(Required work) Restate verbatim the span of lines below between the line with "Query: man in dark shirt" and the line with "Query: ponytail", including those two lines, and only that span.

Records contained in a dataset:
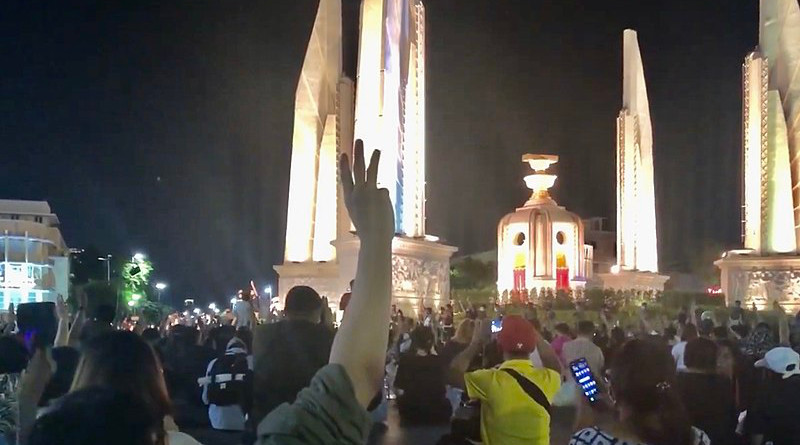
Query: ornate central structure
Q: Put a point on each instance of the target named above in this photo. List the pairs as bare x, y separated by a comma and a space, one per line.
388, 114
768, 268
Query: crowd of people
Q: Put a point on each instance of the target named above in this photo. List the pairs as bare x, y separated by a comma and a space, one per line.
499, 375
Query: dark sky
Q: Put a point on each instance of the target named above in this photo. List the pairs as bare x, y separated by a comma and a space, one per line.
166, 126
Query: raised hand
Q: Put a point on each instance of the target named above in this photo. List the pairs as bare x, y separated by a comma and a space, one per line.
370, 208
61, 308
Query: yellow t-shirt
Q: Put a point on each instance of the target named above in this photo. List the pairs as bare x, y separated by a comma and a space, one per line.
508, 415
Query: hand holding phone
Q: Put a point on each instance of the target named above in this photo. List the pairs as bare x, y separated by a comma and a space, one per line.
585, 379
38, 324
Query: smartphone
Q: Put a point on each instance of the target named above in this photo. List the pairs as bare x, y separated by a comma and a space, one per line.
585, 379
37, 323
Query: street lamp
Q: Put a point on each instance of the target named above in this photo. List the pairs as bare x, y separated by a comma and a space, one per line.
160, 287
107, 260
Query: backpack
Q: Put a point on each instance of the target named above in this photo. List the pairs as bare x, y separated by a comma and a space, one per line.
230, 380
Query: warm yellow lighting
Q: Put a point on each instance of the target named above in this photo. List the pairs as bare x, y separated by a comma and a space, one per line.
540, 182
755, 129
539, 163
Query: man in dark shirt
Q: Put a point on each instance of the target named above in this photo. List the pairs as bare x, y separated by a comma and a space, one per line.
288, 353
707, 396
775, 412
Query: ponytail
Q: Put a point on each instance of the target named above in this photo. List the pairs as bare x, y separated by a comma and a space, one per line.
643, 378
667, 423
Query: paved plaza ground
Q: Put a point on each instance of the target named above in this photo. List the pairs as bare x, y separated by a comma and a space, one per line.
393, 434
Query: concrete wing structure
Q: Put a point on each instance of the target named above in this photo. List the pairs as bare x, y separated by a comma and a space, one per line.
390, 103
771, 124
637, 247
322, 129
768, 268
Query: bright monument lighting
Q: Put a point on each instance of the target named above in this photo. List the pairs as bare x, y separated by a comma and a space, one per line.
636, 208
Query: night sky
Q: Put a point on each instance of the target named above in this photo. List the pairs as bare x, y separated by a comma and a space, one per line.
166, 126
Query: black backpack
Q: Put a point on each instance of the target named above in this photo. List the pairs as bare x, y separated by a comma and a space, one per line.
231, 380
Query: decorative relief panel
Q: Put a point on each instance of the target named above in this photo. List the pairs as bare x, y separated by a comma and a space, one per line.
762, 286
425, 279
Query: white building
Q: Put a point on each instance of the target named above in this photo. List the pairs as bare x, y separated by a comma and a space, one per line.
---
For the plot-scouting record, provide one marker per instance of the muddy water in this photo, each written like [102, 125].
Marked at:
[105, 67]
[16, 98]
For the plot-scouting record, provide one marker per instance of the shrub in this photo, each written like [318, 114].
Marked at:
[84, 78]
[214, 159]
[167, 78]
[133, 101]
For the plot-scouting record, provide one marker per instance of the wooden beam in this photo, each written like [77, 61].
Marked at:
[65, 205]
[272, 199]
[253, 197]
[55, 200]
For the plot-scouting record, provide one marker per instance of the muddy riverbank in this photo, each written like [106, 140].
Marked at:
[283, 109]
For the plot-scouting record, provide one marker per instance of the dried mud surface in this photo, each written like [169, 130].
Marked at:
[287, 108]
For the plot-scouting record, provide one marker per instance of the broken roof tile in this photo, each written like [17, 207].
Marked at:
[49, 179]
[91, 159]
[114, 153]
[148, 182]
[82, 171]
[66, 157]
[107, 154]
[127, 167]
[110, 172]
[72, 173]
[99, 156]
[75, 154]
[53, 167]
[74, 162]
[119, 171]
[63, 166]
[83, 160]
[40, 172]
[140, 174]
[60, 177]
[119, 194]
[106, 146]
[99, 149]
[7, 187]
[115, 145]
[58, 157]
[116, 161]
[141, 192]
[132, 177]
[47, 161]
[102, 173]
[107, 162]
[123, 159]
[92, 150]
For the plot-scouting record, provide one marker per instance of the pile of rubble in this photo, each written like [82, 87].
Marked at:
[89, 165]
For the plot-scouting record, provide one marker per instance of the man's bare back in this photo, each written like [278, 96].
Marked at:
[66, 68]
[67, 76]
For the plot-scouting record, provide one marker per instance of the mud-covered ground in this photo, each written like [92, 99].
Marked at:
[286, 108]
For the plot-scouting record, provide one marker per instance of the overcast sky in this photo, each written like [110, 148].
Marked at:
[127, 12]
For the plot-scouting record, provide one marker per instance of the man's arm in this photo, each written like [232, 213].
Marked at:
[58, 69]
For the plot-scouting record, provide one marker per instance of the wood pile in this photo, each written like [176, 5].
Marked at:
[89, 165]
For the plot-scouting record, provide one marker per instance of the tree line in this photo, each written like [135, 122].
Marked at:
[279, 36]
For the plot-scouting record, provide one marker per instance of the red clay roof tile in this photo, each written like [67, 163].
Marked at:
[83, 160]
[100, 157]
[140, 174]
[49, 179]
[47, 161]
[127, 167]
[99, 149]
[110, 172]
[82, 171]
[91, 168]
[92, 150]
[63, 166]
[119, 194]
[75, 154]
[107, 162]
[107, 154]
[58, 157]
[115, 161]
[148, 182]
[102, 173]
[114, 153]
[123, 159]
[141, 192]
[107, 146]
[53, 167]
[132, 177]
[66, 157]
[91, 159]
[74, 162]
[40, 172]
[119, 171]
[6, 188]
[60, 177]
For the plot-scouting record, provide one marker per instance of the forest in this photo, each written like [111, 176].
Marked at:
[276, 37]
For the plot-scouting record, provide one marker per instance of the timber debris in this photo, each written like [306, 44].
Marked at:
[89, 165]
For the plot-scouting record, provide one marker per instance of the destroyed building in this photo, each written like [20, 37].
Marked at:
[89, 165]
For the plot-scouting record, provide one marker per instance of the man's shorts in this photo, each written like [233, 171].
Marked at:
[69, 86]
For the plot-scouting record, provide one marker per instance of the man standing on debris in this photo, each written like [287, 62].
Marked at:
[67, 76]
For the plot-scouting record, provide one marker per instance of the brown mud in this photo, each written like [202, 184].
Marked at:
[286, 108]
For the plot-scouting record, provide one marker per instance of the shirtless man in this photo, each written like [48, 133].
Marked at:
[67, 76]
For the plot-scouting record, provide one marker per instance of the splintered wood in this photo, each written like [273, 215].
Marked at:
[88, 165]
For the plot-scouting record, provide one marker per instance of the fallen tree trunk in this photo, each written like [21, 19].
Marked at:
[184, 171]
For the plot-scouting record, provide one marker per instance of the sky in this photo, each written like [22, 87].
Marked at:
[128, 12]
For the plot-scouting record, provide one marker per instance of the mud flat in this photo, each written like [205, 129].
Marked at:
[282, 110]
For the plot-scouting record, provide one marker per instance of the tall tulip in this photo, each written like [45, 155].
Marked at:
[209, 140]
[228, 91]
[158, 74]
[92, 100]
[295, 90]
* * *
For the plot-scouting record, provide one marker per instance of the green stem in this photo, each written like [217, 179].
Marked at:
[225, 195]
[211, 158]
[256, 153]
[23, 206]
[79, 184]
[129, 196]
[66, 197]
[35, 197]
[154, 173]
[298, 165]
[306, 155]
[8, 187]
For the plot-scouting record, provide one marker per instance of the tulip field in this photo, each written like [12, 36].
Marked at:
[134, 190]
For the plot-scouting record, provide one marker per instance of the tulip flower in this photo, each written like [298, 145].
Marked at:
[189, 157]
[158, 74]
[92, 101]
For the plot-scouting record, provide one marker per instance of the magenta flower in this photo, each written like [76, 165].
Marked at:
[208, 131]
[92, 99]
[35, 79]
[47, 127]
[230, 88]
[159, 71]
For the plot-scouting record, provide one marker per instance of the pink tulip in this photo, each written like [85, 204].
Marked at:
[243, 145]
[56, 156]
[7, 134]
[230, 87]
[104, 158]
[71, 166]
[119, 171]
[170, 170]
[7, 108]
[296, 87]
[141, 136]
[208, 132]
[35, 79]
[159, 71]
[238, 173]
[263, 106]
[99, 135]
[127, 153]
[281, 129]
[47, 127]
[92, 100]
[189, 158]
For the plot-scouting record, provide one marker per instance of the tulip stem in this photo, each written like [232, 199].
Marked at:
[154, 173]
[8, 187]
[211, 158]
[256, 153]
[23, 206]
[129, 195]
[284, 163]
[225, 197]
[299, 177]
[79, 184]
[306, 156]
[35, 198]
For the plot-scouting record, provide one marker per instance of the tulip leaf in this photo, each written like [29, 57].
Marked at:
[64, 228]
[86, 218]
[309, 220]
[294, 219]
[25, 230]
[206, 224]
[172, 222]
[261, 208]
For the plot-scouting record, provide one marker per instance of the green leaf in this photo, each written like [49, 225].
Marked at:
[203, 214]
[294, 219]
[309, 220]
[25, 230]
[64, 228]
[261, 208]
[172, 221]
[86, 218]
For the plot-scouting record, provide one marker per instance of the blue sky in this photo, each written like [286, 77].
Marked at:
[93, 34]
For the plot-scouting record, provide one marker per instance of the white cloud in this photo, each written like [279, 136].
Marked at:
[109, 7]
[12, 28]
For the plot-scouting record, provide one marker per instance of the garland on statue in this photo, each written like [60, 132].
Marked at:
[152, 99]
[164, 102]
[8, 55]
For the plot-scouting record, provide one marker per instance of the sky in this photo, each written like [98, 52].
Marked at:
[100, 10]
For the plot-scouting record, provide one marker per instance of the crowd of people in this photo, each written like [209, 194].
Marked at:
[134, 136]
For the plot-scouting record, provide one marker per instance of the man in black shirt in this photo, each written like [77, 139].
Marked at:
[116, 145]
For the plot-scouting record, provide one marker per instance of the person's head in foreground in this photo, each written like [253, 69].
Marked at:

(Finished task)
Query: man in dark shirt
Q: Put a point on each instance of the target named above in this photo. List the pairs as bare x, y separated by a comma and a space, one per line.
288, 353
707, 396
775, 412
Query: ponytail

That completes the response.